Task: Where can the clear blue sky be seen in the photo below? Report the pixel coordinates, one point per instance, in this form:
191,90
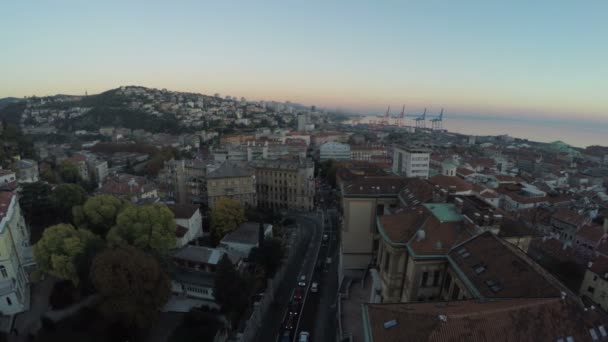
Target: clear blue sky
539,58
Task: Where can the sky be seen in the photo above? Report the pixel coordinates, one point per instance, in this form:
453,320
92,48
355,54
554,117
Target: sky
541,59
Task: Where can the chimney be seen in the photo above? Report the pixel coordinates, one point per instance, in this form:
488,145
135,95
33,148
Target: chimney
459,204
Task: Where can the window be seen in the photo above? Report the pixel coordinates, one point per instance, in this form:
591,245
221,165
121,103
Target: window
425,278
448,282
456,292
387,257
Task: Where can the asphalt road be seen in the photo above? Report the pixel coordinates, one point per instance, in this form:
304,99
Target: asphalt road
319,312
273,326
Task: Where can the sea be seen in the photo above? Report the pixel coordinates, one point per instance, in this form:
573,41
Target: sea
578,133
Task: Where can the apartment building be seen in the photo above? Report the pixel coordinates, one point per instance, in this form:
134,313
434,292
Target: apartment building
335,151
15,256
233,180
285,184
411,161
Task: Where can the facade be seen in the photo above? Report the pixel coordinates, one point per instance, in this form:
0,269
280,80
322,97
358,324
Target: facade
595,282
285,184
15,257
241,241
362,200
189,223
411,162
185,180
335,151
234,181
28,171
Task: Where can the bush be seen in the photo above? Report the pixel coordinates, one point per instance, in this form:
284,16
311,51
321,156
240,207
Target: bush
63,295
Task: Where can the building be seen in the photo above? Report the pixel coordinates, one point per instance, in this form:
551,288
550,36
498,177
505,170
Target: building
189,223
234,181
595,282
244,238
80,162
362,199
15,256
131,188
367,152
335,151
28,171
285,184
411,162
513,319
185,180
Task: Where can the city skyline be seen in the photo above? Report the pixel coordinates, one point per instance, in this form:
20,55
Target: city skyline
475,58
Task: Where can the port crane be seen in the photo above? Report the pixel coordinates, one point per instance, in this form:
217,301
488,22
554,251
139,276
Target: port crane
437,122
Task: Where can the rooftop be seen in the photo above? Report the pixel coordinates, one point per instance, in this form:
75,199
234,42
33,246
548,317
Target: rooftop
521,319
231,169
496,270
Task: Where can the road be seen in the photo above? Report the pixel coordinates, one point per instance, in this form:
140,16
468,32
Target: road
319,312
275,319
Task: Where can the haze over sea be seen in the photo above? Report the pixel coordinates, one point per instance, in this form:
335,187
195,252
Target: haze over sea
581,133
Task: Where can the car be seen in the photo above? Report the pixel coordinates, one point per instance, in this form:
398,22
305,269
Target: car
298,295
291,322
302,281
286,336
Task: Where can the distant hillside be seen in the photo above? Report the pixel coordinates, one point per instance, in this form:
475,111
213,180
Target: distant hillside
7,100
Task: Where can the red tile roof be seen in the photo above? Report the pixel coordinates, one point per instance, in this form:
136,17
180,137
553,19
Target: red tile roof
521,319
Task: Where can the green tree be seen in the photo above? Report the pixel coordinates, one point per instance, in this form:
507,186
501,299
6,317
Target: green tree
132,285
68,171
99,213
65,252
35,203
64,197
231,290
48,176
226,216
149,227
270,255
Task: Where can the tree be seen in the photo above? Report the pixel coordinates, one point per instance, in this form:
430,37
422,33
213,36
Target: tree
149,227
64,197
69,173
132,285
65,252
226,216
270,255
35,203
98,213
231,290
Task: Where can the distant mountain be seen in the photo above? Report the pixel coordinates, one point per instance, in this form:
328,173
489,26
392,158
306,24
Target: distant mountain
8,100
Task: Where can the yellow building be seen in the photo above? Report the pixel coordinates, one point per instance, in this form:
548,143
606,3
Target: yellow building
15,256
233,181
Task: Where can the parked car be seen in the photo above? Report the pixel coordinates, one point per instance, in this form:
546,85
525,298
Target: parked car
298,295
302,281
291,322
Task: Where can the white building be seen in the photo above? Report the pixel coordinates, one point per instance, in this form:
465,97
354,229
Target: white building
189,223
15,257
334,150
411,162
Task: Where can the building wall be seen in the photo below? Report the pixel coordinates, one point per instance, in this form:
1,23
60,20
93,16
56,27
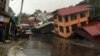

******************************

What you have to do. Gather every line in the material above that contains the word "over". Case counts, so include only lines where it appears with that same capitalization.

Output for this exercise.
Task: Where can the haze over sea be seen in the photo above? Report the pixel coordinates, one point per instance, in this form:
Target: haze over sea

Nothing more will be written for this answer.